* 操作说明 *
把下列所有条目中的“Target”一律换成“Label”，其余文字不作任何改动，重新写出这些行。

# # # # # # #

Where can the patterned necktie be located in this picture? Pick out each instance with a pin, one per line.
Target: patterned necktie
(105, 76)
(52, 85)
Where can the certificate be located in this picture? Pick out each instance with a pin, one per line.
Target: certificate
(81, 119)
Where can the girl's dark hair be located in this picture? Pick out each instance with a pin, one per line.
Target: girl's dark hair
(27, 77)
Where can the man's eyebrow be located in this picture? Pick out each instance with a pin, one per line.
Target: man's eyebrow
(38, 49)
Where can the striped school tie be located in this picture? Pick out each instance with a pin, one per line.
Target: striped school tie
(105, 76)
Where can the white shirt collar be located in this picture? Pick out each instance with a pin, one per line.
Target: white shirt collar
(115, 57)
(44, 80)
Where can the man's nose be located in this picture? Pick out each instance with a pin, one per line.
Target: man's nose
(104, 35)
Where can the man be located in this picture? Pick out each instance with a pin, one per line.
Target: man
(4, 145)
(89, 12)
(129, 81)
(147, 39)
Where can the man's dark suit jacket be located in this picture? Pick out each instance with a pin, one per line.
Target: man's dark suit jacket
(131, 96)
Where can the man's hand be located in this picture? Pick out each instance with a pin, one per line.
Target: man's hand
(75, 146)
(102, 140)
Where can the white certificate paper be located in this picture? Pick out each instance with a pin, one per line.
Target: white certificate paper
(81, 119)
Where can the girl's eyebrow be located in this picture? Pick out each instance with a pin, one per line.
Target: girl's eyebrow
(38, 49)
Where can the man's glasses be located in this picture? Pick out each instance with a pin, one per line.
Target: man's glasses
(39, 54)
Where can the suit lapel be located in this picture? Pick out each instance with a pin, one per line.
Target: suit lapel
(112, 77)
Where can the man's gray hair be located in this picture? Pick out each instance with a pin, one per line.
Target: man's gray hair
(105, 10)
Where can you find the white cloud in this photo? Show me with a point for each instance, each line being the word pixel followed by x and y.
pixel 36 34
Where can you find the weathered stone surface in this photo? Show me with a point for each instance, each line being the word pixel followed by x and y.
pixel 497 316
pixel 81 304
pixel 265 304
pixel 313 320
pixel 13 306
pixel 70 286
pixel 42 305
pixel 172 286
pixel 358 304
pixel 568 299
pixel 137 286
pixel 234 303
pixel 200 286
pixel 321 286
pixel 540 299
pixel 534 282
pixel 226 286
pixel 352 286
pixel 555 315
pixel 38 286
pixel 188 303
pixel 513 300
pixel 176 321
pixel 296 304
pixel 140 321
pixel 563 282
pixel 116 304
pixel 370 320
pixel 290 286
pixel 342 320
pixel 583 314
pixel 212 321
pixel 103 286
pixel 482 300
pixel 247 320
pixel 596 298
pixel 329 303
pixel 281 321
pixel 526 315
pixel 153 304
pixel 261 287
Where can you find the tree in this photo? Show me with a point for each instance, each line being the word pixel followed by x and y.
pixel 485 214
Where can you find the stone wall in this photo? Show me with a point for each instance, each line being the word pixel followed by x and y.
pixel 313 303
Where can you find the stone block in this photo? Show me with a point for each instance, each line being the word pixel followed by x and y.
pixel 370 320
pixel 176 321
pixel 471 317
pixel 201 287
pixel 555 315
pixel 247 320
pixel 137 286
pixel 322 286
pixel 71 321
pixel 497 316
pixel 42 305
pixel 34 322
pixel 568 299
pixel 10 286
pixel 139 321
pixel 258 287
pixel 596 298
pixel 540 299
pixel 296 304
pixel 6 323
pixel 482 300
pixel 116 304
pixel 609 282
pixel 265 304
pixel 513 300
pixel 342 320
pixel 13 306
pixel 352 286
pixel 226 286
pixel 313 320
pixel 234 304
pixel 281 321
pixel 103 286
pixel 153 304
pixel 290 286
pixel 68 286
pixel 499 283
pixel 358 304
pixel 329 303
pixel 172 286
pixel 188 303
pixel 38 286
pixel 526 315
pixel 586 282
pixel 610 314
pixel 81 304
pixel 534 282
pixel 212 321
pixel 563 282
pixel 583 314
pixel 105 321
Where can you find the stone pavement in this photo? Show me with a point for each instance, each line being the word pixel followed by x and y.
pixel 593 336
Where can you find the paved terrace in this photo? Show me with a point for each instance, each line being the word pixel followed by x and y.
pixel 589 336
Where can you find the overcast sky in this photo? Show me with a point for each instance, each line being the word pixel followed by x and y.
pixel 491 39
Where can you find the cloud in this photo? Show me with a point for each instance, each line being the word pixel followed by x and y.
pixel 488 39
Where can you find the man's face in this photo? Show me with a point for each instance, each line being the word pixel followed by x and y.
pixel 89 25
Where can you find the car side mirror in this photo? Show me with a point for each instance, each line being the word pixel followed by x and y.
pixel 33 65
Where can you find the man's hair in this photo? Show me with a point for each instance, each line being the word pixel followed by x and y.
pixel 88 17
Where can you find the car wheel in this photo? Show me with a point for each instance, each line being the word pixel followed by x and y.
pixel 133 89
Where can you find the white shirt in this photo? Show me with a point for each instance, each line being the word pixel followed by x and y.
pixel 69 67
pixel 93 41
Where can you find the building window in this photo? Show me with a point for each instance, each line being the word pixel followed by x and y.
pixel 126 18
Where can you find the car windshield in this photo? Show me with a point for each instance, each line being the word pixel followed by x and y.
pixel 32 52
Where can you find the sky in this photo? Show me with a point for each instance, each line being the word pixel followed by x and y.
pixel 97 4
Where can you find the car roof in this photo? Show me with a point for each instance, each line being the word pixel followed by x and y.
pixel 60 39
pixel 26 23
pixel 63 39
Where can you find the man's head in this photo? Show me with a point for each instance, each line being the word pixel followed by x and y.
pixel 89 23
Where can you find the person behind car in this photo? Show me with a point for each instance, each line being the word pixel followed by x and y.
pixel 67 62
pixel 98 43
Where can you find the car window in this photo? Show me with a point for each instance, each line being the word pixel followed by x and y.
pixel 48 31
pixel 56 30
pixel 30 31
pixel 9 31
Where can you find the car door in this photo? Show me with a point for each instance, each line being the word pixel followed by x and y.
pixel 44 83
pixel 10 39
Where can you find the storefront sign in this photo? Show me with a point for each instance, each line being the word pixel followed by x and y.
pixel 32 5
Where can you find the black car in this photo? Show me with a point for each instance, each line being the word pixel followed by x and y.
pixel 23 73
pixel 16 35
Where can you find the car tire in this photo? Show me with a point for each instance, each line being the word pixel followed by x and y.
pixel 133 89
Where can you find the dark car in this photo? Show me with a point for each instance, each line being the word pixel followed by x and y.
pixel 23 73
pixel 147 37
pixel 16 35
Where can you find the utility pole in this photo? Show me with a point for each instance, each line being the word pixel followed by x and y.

# # # # # # #

* 本题结果 *
Where can the patterned necktie be located in this picture? Pick out each instance with a pin, one per line.
Label: patterned necktie
(105, 76)
(52, 85)
Where can the certificate be located in this picture? Pick out each instance with a pin, one per line.
Label: certificate
(81, 119)
Where can the girl's dark hair be located in this picture? Pick out each instance with a pin, one per line.
Label: girl's dark hair
(27, 77)
Where can the man's eyebrow be located in this picture? Pick out each instance with a pin, one per line.
Label: man's eyebrow
(38, 49)
Where can the striped school tie be located in this picture? Pick out each instance with a pin, one per line.
Label: striped school tie
(105, 76)
Where can the white shirt collar be located in this picture? Pick out each instance with a pin, one per line.
Label: white shirt collar
(115, 57)
(44, 80)
Where can the man's nose be located in this picture? Pick out each instance with a pin, one per line.
Label: man's nose
(104, 35)
Where can the man be located in this picture? Pick out each instance with a pin, one per line.
Label: man
(4, 145)
(89, 12)
(129, 81)
(147, 39)
Where can the man's dark suit jacket be located in this picture? Pick out each instance with a pin, one per line.
Label: man's dark suit jacket
(131, 96)
Where can the man's hand be located in this picture? Pick out each instance with a pin, one per line.
Label: man's hand
(75, 146)
(102, 140)
Where can the white certificate paper be located in this picture? Pick out each instance with a pin, one per line.
Label: white certificate paper
(81, 119)
Where can the girl's eyebrow be located in this picture? Pick out each instance with a pin, one per line.
Label: girl's eyebrow
(38, 49)
Where can the man's glasses be located in this picture? Pick out each instance with a pin, one per line.
Label: man's glasses
(39, 54)
Where can the suit lapel be located in this picture? Pick out each instance with a pin, one per line.
Label: suit lapel
(112, 77)
Where can the man's gray hair be located in this picture? Pick out each instance with a pin, one per line.
Label: man's gray hair
(105, 10)
Where can you find the white cloud in this photo? Show me with a point for each instance, each line being the word pixel followed by x and y.
pixel 36 34
Where can you find the weathered stone surface in this photo? Show me with a point for each instance, each line being the word pixel followed by x and y.
pixel 497 316
pixel 81 304
pixel 265 304
pixel 313 320
pixel 13 306
pixel 70 286
pixel 42 305
pixel 172 286
pixel 358 304
pixel 568 299
pixel 137 286
pixel 234 303
pixel 200 286
pixel 321 286
pixel 540 299
pixel 534 282
pixel 226 286
pixel 352 286
pixel 555 315
pixel 38 286
pixel 188 303
pixel 513 300
pixel 176 321
pixel 296 304
pixel 140 321
pixel 563 282
pixel 116 304
pixel 370 320
pixel 290 286
pixel 342 320
pixel 583 314
pixel 212 321
pixel 103 286
pixel 482 300
pixel 247 320
pixel 596 298
pixel 329 303
pixel 281 321
pixel 526 315
pixel 153 304
pixel 261 287
Where can you find the tree in this photo? Show me with a point for each instance, each line being the word pixel followed by x and y.
pixel 485 214
Where can you find the stone wall in this photo? Show me with a point for each instance, each line being the word pixel followed by x and y.
pixel 313 303
Where can you find the stone block in this photo? Show me with a point for each instance, each line being the word pixel followed by x and y.
pixel 370 320
pixel 176 321
pixel 471 317
pixel 201 287
pixel 555 315
pixel 247 320
pixel 137 286
pixel 322 286
pixel 71 321
pixel 497 316
pixel 42 305
pixel 34 322
pixel 568 299
pixel 10 286
pixel 139 321
pixel 258 287
pixel 596 298
pixel 540 299
pixel 296 304
pixel 6 323
pixel 482 300
pixel 116 304
pixel 609 282
pixel 265 304
pixel 513 300
pixel 342 320
pixel 13 306
pixel 352 286
pixel 226 286
pixel 313 320
pixel 234 304
pixel 281 321
pixel 103 286
pixel 153 304
pixel 290 286
pixel 68 286
pixel 499 283
pixel 358 304
pixel 329 303
pixel 172 286
pixel 188 303
pixel 38 286
pixel 526 315
pixel 586 282
pixel 610 314
pixel 81 304
pixel 534 282
pixel 212 321
pixel 563 282
pixel 583 314
pixel 105 321
Where can you find the stone pavement in this photo? Show me with a point for each instance, each line being the word pixel followed by x and y.
pixel 593 336
Where can you find the paved terrace in this photo? Show me with a point for each instance, each line being the word pixel followed by x and y.
pixel 589 336
Where can you find the overcast sky in this photo? Show me with a point for each instance, each line being the word pixel followed by x and y.
pixel 491 39
Where can you find the cloud in this photo? Show me with a point for each instance, each line being the word pixel followed by x and y.
pixel 488 39
Where can you find the man's face in this photo? Show me with a point for each instance, each line being the word pixel followed by x and y.
pixel 89 25
Where can you find the car side mirror in this photo? Show me with a point for each instance, each line being the word pixel followed by x and y.
pixel 33 65
Where can you find the man's hair in this photo? Show me with a point for each instance, each line being the word pixel followed by x and y.
pixel 88 17
Where can you find the car wheel in this photo? Show me with a point for each instance, each line being the word pixel followed by x and y.
pixel 133 89
Where can you find the white shirt in this photo? Show me with a point for each instance, each line being the word pixel followed by x and y.
pixel 69 67
pixel 93 41
Where can you find the building window in this photo? Show me with a point for each instance, each line being the word pixel followed by x and y.
pixel 126 18
Where can you find the car windshield in this photo? Show me with a point for each instance, each line being the word pixel followed by x and y.
pixel 32 52
Where can you find the sky in this photo? Show me with a point for each instance, each line being the word pixel followed by x and y.
pixel 97 4
Where can you find the car roof in this photo? Show me with a point for each instance, each line being the word pixel followed by x and y.
pixel 60 39
pixel 26 23
pixel 63 39
Where can you find the man's head in this photo? Show me with a point for each instance, each line being the word pixel followed by x and y.
pixel 89 23
Where can you find the person behind car in this photo? Show me with a point for each instance, each line being the word pixel followed by x and y.
pixel 67 62
pixel 98 43
Where can you find the car window in this photo? Show me with a point for each instance, each line being the word pixel followed by x and y.
pixel 48 31
pixel 56 30
pixel 30 31
pixel 9 31
Where can you find the car door in this photo? Show me with a point for each instance, each line being the word pixel followed by x and y.
pixel 44 83
pixel 10 39
Where can you find the storefront sign in this photo? Show me with a point for each instance, each line being the word pixel followed by x and y.
pixel 32 5
Where can you find the black car in this photo? Show me with a point for each instance, each line being the word pixel followed by x and y.
pixel 23 73
pixel 16 35
Where can you find the car tire in this photo? Show me with a point for each instance, each line being the word pixel followed by x and y.
pixel 133 89
Where can you find the dark car in this photo? Show me with a point for each instance, each line being the word pixel followed by x and y.
pixel 23 73
pixel 147 37
pixel 16 35
Where can you find the utility pole in this photo? Show me with a point for each instance, each line being the word pixel followed by x and y.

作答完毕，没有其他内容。